TASK DIRECTIONS:
Return the whole listing unchanged. Drop the images.

RECORDS FOR THE TASK:
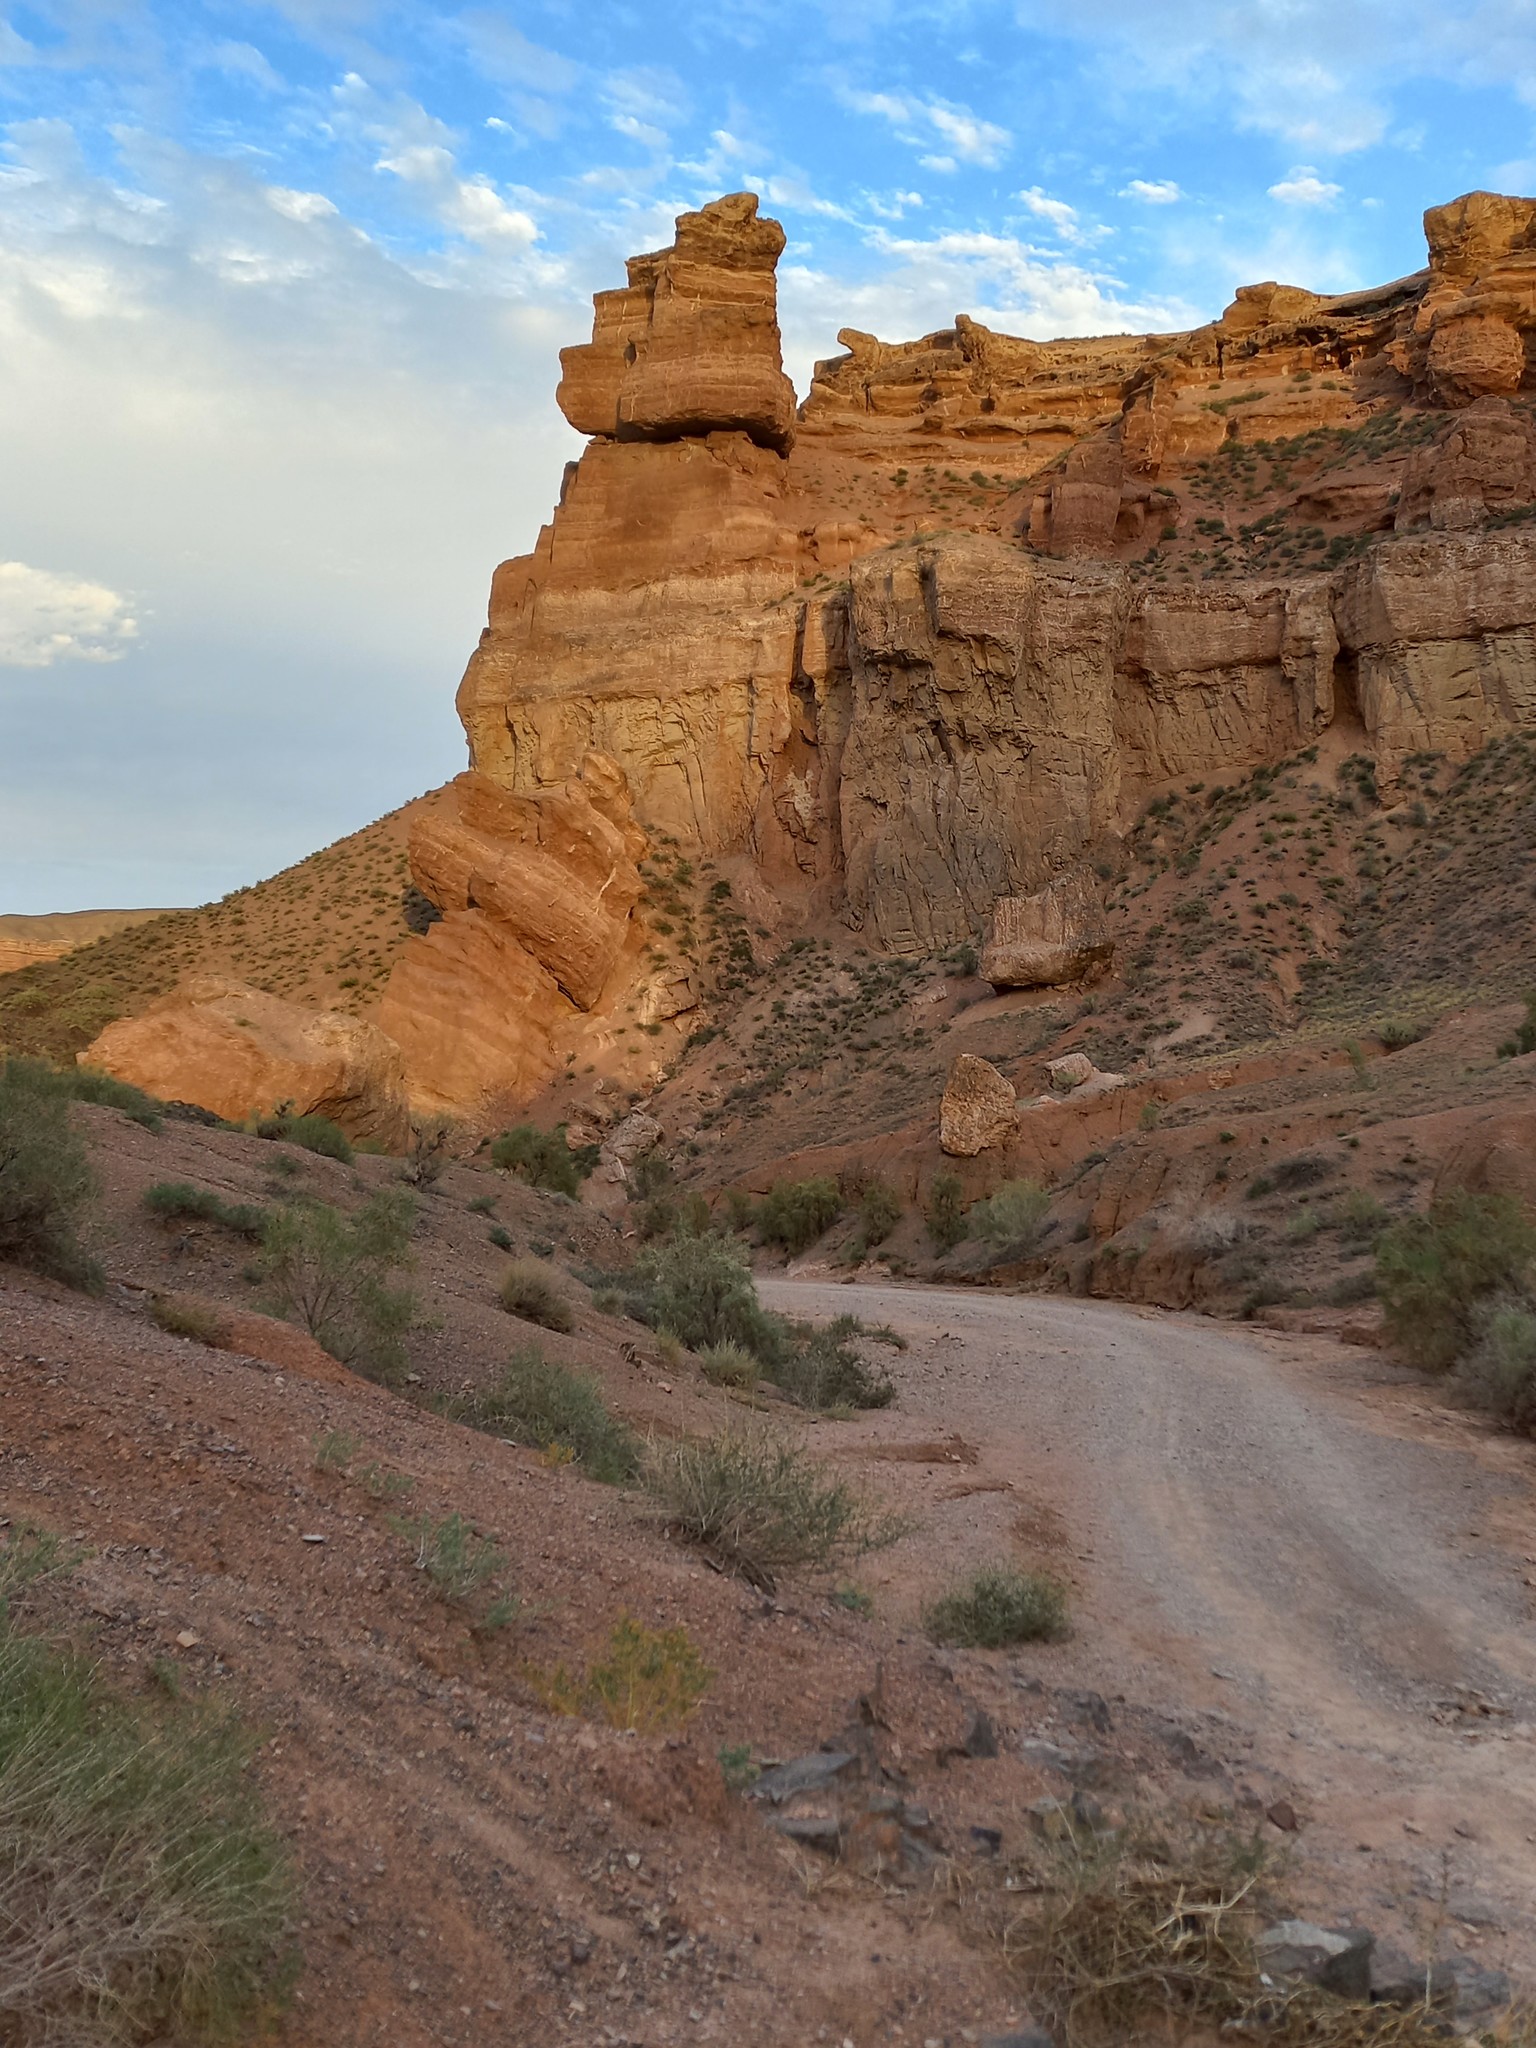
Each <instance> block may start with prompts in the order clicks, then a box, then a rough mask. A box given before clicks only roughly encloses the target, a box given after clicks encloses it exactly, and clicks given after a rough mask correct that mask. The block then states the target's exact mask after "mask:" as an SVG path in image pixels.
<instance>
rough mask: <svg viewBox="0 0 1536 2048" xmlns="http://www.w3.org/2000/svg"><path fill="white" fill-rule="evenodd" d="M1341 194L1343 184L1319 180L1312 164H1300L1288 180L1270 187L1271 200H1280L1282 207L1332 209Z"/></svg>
mask: <svg viewBox="0 0 1536 2048" xmlns="http://www.w3.org/2000/svg"><path fill="white" fill-rule="evenodd" d="M1341 193H1343V186H1341V184H1329V182H1327V180H1325V178H1319V176H1317V172H1315V170H1313V166H1311V164H1298V166H1296V168H1294V170H1292V172H1290V174H1288V176H1286V178H1282V180H1280V182H1278V184H1272V186H1270V199H1278V201H1280V205H1282V207H1331V205H1333V201H1335V199H1337V197H1339V195H1341Z"/></svg>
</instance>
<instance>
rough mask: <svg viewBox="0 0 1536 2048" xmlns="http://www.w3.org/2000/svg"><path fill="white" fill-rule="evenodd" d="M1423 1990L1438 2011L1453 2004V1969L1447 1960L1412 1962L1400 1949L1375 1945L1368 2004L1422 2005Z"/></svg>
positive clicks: (1450, 2010) (1372, 1953) (1373, 1953)
mask: <svg viewBox="0 0 1536 2048" xmlns="http://www.w3.org/2000/svg"><path fill="white" fill-rule="evenodd" d="M1425 1991H1427V1995H1430V2005H1432V2007H1436V2009H1438V2011H1446V2013H1448V2011H1454V2007H1456V1972H1454V1970H1452V1968H1450V1964H1448V1962H1436V1964H1427V1966H1425V1964H1421V1962H1413V1960H1411V1958H1409V1956H1405V1954H1403V1952H1401V1950H1395V1948H1378V1950H1374V1952H1372V1958H1370V2003H1372V2005H1403V2007H1409V2005H1423V2003H1425Z"/></svg>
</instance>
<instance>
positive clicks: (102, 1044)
mask: <svg viewBox="0 0 1536 2048" xmlns="http://www.w3.org/2000/svg"><path fill="white" fill-rule="evenodd" d="M80 1065H82V1067H94V1069H96V1071H98V1073H111V1075H115V1077H117V1079H119V1081H131V1083H133V1087H143V1090H147V1094H152V1096H160V1098H162V1100H164V1102H193V1104H197V1106H199V1108H203V1110H211V1112H213V1114H215V1116H223V1118H227V1120H229V1122H244V1120H246V1118H248V1116H266V1114H270V1112H272V1110H274V1108H276V1106H279V1104H291V1106H293V1110H295V1114H299V1116H311V1114H317V1116H330V1118H332V1120H334V1122H338V1124H340V1126H342V1130H346V1135H348V1137H352V1139H369V1141H373V1143H375V1145H383V1147H385V1149H387V1151H397V1149H399V1147H403V1143H406V1137H408V1128H410V1116H408V1108H406V1073H403V1061H401V1053H399V1047H397V1044H395V1042H393V1038H385V1034H383V1032H381V1030H379V1026H377V1024H369V1022H367V1020H365V1018H354V1016H348V1014H346V1012H344V1010H305V1008H303V1006H301V1004H291V1001H285V997H281V995H268V993H266V991H264V989H254V987H250V985H248V983H244V981H225V979H221V977H215V975H203V977H195V979H190V981H184V983H182V985H180V987H178V989H174V991H172V993H170V995H164V997H162V999H160V1001H158V1004H152V1006H150V1008H147V1010H145V1012H141V1014H139V1016H135V1018H119V1022H117V1024H109V1026H106V1030H104V1032H102V1034H100V1036H98V1038H96V1040H94V1042H92V1044H88V1047H86V1051H84V1053H82V1055H80Z"/></svg>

SOLUTION:
Each <instance> block may start with prompts in the order clicks, then a box, then a rough mask. A box given before clicks only roughly encloses the target, a box given after clicks encloses it exactly, and clicks given after a rough mask correct that mask. The block then states the target's exact mask after "mask:" as an SVG path in image pixels.
<instance>
rough mask: <svg viewBox="0 0 1536 2048" xmlns="http://www.w3.org/2000/svg"><path fill="white" fill-rule="evenodd" d="M1341 194L1343 184L1319 180L1312 164H1300L1288 180L1270 187L1271 200H1280L1282 207L1332 209Z"/></svg>
mask: <svg viewBox="0 0 1536 2048" xmlns="http://www.w3.org/2000/svg"><path fill="white" fill-rule="evenodd" d="M1341 193H1343V186H1341V184H1329V182H1327V180H1325V178H1319V176H1317V172H1315V170H1313V166H1311V164H1298V166H1296V168H1294V170H1292V172H1290V174H1288V176H1286V178H1282V180H1280V182H1278V184H1272V186H1270V199H1278V201H1280V205H1282V207H1331V205H1333V201H1335V199H1337V197H1339V195H1341Z"/></svg>
</instance>
<instance>
rough mask: <svg viewBox="0 0 1536 2048" xmlns="http://www.w3.org/2000/svg"><path fill="white" fill-rule="evenodd" d="M1423 1990L1438 2011L1453 2004V1969L1447 1960L1412 1962L1400 1949L1375 1945L1368 2004L1422 2005Z"/></svg>
positive clicks: (1450, 2010) (1372, 1953) (1373, 1953)
mask: <svg viewBox="0 0 1536 2048" xmlns="http://www.w3.org/2000/svg"><path fill="white" fill-rule="evenodd" d="M1425 1991H1427V1995H1430V2005H1432V2007H1436V2009H1438V2011H1446V2013H1448V2011H1454V2007H1456V1972H1454V1970H1452V1968H1450V1964H1448V1962H1436V1964H1427V1966H1425V1964H1421V1962H1413V1960H1411V1958H1409V1956H1405V1954H1403V1952H1401V1950H1395V1948H1378V1950H1374V1952H1372V1958H1370V2003H1372V2005H1403V2007H1409V2005H1423V2003H1425Z"/></svg>
</instance>
<instance>
positive clicks: (102, 1044)
mask: <svg viewBox="0 0 1536 2048" xmlns="http://www.w3.org/2000/svg"><path fill="white" fill-rule="evenodd" d="M80 1065H82V1067H94V1069H96V1071H98V1073H111V1075H115V1077H117V1079H119V1081H131V1083H133V1087H143V1090H147V1094H152V1096H160V1098H162V1100H164V1102H193V1104H197V1106H199V1108H203V1110H211V1112H213V1114H215V1116H223V1118H227V1120H229V1122H244V1120H246V1118H248V1116H266V1114H270V1112H272V1110H274V1108H276V1106H279V1104H291V1106H293V1110H295V1114H299V1116H311V1114H317V1116H330V1118H332V1120H334V1122H338V1124H340V1126H342V1130H346V1135H348V1137H352V1139H369V1141H373V1143H375V1145H383V1147H385V1149H387V1151H397V1149H399V1147H403V1143H406V1137H408V1128H410V1116H408V1108H406V1073H403V1061H401V1053H399V1047H397V1044H395V1042H393V1038H385V1034H383V1032H381V1030H379V1026H377V1024H369V1022H367V1020H365V1018H354V1016H348V1014H346V1012H344V1010H305V1008H303V1006H301V1004H291V1001H285V997H281V995H268V993H266V991H264V989H254V987H250V985H248V983H244V981H225V979H221V977H215V975H203V977H195V979H190V981H184V983H182V985H180V987H178V989H174V991H172V993H170V995H164V997H162V999H160V1001H158V1004H152V1006H150V1008H147V1010H145V1012H141V1014H139V1016H135V1018H119V1022H117V1024H109V1026H106V1030H104V1032H102V1034H100V1036H98V1038H96V1040H94V1042H92V1044H88V1047H86V1051H84V1053H82V1055H80Z"/></svg>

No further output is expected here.